EXERCISE REQUIREMENTS: Gather each line of the material below that contains the word "potted". Letter case matters.
━━━━━ RECORDS PROVIDED
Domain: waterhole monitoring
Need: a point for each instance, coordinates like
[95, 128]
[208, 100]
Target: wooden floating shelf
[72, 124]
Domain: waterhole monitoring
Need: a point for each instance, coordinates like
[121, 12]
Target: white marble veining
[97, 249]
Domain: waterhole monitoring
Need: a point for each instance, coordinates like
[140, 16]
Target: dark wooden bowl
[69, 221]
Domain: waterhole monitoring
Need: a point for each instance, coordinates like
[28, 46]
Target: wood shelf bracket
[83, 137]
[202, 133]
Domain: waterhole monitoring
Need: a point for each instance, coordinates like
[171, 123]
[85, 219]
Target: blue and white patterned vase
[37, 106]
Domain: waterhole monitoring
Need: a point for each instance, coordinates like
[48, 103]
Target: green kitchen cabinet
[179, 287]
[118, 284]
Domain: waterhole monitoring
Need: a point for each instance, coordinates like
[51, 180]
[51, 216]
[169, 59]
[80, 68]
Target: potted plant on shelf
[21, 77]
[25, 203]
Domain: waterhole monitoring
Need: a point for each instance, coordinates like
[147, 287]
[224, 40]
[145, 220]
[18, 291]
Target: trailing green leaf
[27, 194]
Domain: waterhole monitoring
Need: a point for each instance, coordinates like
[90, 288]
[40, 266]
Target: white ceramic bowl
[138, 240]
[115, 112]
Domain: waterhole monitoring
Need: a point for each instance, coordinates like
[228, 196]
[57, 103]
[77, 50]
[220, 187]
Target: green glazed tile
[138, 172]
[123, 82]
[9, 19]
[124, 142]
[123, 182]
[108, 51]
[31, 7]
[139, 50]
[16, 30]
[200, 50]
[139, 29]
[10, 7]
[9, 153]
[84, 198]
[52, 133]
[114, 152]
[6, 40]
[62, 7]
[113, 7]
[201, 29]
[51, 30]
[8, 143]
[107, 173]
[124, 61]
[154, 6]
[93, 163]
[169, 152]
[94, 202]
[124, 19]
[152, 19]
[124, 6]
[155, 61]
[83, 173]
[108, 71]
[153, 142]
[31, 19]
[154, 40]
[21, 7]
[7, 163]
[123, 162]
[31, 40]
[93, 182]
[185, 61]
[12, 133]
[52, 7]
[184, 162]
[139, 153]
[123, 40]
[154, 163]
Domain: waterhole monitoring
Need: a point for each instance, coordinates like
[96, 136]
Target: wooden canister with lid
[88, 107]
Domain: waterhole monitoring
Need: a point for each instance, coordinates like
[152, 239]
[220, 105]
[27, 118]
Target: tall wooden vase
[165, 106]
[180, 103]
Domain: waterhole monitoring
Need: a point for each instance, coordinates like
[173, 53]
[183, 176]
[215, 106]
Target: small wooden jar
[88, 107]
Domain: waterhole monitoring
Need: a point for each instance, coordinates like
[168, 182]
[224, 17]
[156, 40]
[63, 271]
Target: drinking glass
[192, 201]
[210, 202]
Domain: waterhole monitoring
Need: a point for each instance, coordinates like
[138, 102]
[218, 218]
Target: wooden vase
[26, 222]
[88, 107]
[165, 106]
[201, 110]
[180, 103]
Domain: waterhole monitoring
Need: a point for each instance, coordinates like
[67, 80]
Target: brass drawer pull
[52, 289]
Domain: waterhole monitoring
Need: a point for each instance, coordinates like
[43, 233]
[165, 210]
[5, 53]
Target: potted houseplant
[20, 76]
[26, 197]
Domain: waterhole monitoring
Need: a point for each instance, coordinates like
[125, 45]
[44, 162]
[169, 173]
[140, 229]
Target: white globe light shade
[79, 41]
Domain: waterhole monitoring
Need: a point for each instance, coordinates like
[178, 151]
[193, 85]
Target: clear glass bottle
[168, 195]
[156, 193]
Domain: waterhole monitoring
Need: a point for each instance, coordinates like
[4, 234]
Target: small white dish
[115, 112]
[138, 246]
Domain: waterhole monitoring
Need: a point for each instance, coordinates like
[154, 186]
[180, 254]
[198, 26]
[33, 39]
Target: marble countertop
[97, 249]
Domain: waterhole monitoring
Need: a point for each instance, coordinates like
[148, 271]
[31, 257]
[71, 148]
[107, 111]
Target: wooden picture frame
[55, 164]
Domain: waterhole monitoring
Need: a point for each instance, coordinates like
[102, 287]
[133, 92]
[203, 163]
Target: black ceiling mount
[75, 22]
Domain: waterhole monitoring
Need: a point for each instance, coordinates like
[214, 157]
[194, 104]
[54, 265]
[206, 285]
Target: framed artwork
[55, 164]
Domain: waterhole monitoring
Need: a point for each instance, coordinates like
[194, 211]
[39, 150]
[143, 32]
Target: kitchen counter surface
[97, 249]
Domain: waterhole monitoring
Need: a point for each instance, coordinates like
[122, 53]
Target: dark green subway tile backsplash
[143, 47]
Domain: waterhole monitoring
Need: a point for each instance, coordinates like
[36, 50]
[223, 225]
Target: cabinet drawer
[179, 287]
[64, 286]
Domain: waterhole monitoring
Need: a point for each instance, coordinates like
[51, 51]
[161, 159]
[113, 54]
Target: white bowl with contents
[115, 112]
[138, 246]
━━━━━━━━━━
RESPONSE TO THE EXERCISE:
Target: potted plant on shelf
Target: potted houseplant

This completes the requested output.